*** Block opens ***

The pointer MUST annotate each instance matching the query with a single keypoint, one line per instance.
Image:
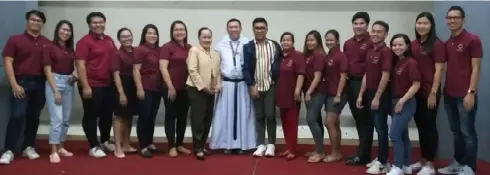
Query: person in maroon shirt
(122, 72)
(314, 94)
(355, 50)
(22, 57)
(428, 50)
(146, 77)
(405, 84)
(463, 54)
(291, 72)
(336, 75)
(94, 53)
(173, 69)
(58, 60)
(374, 92)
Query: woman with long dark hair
(291, 75)
(405, 84)
(313, 88)
(146, 77)
(173, 69)
(429, 52)
(58, 60)
(336, 65)
(204, 82)
(122, 72)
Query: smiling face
(206, 38)
(454, 20)
(97, 25)
(64, 32)
(378, 33)
(423, 26)
(179, 32)
(398, 46)
(151, 36)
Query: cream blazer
(204, 68)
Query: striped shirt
(264, 53)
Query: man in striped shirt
(260, 71)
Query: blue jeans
(462, 124)
(59, 114)
(28, 109)
(380, 121)
(399, 132)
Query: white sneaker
(427, 170)
(395, 171)
(370, 164)
(377, 168)
(6, 158)
(260, 151)
(31, 153)
(270, 151)
(96, 152)
(108, 146)
(407, 170)
(466, 170)
(417, 165)
(452, 168)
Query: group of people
(236, 86)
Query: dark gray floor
(345, 118)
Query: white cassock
(233, 122)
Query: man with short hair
(260, 71)
(22, 58)
(233, 123)
(464, 53)
(94, 53)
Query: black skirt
(131, 108)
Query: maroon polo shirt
(123, 62)
(176, 54)
(378, 60)
(459, 52)
(314, 63)
(356, 49)
(404, 74)
(61, 59)
(97, 51)
(147, 56)
(27, 53)
(426, 61)
(292, 65)
(335, 63)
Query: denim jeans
(313, 108)
(462, 124)
(380, 121)
(399, 132)
(59, 114)
(28, 109)
(148, 110)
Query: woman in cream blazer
(204, 81)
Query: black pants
(425, 119)
(319, 120)
(27, 109)
(98, 110)
(176, 117)
(364, 123)
(201, 117)
(148, 109)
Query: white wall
(296, 17)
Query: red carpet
(217, 164)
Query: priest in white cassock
(233, 127)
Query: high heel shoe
(200, 156)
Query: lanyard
(234, 51)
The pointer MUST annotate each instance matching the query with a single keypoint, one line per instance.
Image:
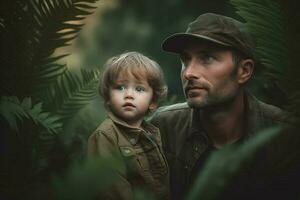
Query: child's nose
(129, 94)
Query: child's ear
(153, 105)
(245, 70)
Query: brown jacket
(186, 143)
(141, 152)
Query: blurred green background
(52, 53)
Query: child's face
(130, 99)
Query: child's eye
(120, 87)
(140, 89)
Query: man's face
(209, 76)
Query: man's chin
(193, 103)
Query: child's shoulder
(106, 127)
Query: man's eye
(140, 89)
(120, 87)
(184, 59)
(208, 58)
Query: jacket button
(132, 141)
(196, 148)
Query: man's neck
(224, 124)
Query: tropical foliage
(40, 94)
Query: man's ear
(245, 70)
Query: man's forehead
(203, 47)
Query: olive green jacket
(141, 152)
(184, 140)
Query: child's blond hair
(137, 65)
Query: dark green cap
(214, 28)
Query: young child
(131, 86)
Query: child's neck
(135, 123)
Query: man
(217, 56)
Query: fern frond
(71, 92)
(13, 110)
(264, 19)
(225, 163)
(30, 32)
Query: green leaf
(225, 163)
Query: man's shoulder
(275, 114)
(173, 108)
(172, 112)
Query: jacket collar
(132, 131)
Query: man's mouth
(192, 91)
(128, 105)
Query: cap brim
(178, 41)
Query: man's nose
(191, 71)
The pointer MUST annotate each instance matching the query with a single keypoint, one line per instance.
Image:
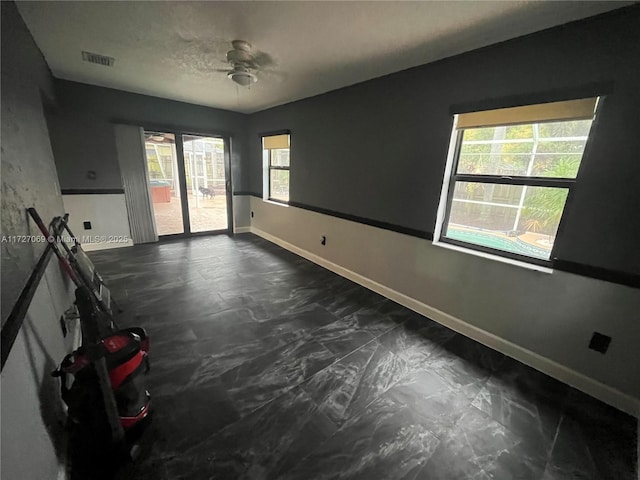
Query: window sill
(498, 258)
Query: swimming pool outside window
(512, 170)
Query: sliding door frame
(178, 133)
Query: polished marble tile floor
(267, 366)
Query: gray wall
(378, 149)
(32, 415)
(87, 115)
(28, 171)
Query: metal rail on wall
(14, 322)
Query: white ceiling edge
(168, 50)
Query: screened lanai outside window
(512, 172)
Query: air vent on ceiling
(98, 59)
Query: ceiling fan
(245, 63)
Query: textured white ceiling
(171, 49)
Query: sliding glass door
(164, 182)
(204, 165)
(188, 182)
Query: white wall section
(108, 216)
(541, 319)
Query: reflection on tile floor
(266, 366)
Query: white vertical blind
(133, 168)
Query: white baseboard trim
(92, 247)
(599, 390)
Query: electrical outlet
(599, 342)
(63, 325)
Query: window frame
(452, 178)
(269, 167)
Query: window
(275, 152)
(511, 172)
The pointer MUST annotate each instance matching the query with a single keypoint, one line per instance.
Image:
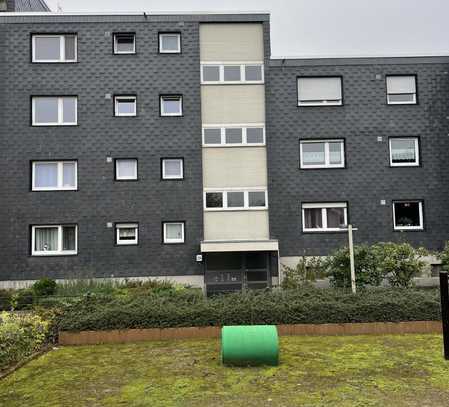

*** Block closes ***

▸ TASK TO COMPLETE
Pictures must be left out when the records are transcribed exactly.

▸ SOLUTION TO THIS PROBLEM
The pointer MUST annotate each instance matching the query with a single keypoint, one line per instance.
Image:
Query: person in maroon shirt
(122, 72)
(314, 94)
(355, 50)
(22, 57)
(428, 50)
(146, 77)
(405, 84)
(463, 54)
(291, 72)
(336, 75)
(94, 53)
(173, 69)
(58, 60)
(374, 92)
Query: woman with long dark hair
(291, 75)
(405, 84)
(313, 88)
(146, 77)
(173, 69)
(429, 52)
(58, 60)
(336, 65)
(204, 82)
(122, 72)
Query: smiling face
(206, 38)
(454, 20)
(97, 25)
(64, 32)
(378, 33)
(423, 26)
(179, 32)
(398, 46)
(151, 36)
Query: cream blazer
(204, 68)
Query: striped shirt
(264, 53)
Query: man in striped shirt
(260, 71)
Query: blue jeans
(462, 124)
(59, 114)
(28, 109)
(380, 121)
(399, 132)
Query: white sneaker
(427, 170)
(395, 171)
(370, 164)
(377, 168)
(6, 158)
(260, 151)
(31, 153)
(270, 151)
(96, 152)
(108, 146)
(407, 170)
(466, 170)
(417, 165)
(452, 168)
Query: group of people
(236, 86)
Query: dark gray floor
(345, 118)
Query: white cassock
(233, 122)
Query: man with short hair
(260, 71)
(22, 58)
(233, 123)
(464, 53)
(94, 53)
Query: black skirt
(131, 108)
Query: maroon polo shirt
(123, 62)
(176, 54)
(378, 60)
(459, 52)
(314, 63)
(356, 49)
(404, 74)
(61, 59)
(97, 51)
(147, 56)
(27, 53)
(426, 61)
(292, 65)
(335, 63)
Query: denim jeans
(313, 108)
(462, 124)
(380, 121)
(399, 132)
(59, 114)
(28, 109)
(148, 110)
Query: woman in cream blazer
(204, 81)
Query: black pants
(425, 119)
(319, 120)
(27, 109)
(98, 110)
(176, 117)
(364, 123)
(201, 117)
(148, 109)
Query: white wall
(296, 17)
Query: red carpet
(217, 164)
Query: priest in white cassock
(233, 127)
Query: high heel shoe
(200, 156)
Query: lanyard
(234, 51)
The pointer MUST annotate each instance matching the query with a single keypoint, one line per instance.
Image:
Query: child's nose
(129, 94)
Query: child's ear
(153, 105)
(245, 70)
Query: brown jacket
(186, 143)
(141, 152)
Query: blurred green background
(52, 53)
Query: child's face
(130, 99)
Query: child's eye
(120, 87)
(140, 89)
Query: man's face
(209, 76)
Query: man's chin
(193, 103)
Query: child's shoulder
(106, 127)
Query: man's eye
(140, 89)
(120, 87)
(184, 59)
(208, 58)
Query: jacket button
(132, 141)
(196, 148)
Query: man's neck
(224, 124)
Query: tropical foliage
(40, 94)
Query: man's ear
(245, 70)
Query: man's forehead
(203, 47)
Query: olive green jacket
(141, 152)
(184, 140)
Query: child's blond hair
(137, 65)
Query: dark green cap
(214, 28)
Query: young child
(131, 86)
Query: child's neck
(135, 123)
Query: man
(217, 56)
Query: fern frond
(71, 92)
(13, 110)
(264, 19)
(225, 163)
(30, 32)
Query: green leaf
(225, 163)
Query: man's shoulder
(275, 114)
(173, 108)
(172, 112)
Query: jacket collar
(132, 131)
Query: man's mouth
(192, 91)
(128, 105)
Query: cap brim
(178, 41)
Query: man's nose
(191, 71)
The pointer MUST annotate each instance matching the query with a single keypoint, one line per instance.
Image:
Query: window sill
(498, 258)
Query: swimming pool outside window
(512, 170)
Query: sliding door frame
(178, 133)
Query: polished marble tile floor
(267, 366)
Query: gray wall
(378, 149)
(32, 415)
(87, 115)
(28, 171)
Query: metal rail on wall
(14, 322)
Query: white ceiling edge
(168, 50)
Query: screened lanai outside window
(512, 172)
Query: air vent on ceiling
(98, 59)
Query: ceiling fan
(245, 63)
Query: textured white ceiling
(171, 49)
Query: sliding glass door
(164, 182)
(204, 165)
(188, 182)
Query: white wall section
(108, 216)
(541, 319)
Query: reflection on tile floor
(266, 366)
Query: white vertical blind
(133, 168)
Query: white baseboard trim
(92, 247)
(599, 390)
Query: electrical outlet
(599, 342)
(63, 325)
Query: window frame
(452, 178)
(269, 167)
Query: window
(275, 152)
(511, 172)
The pointer MUST annotate each instance matching the query with a single keypoint, one line per instance.
Image:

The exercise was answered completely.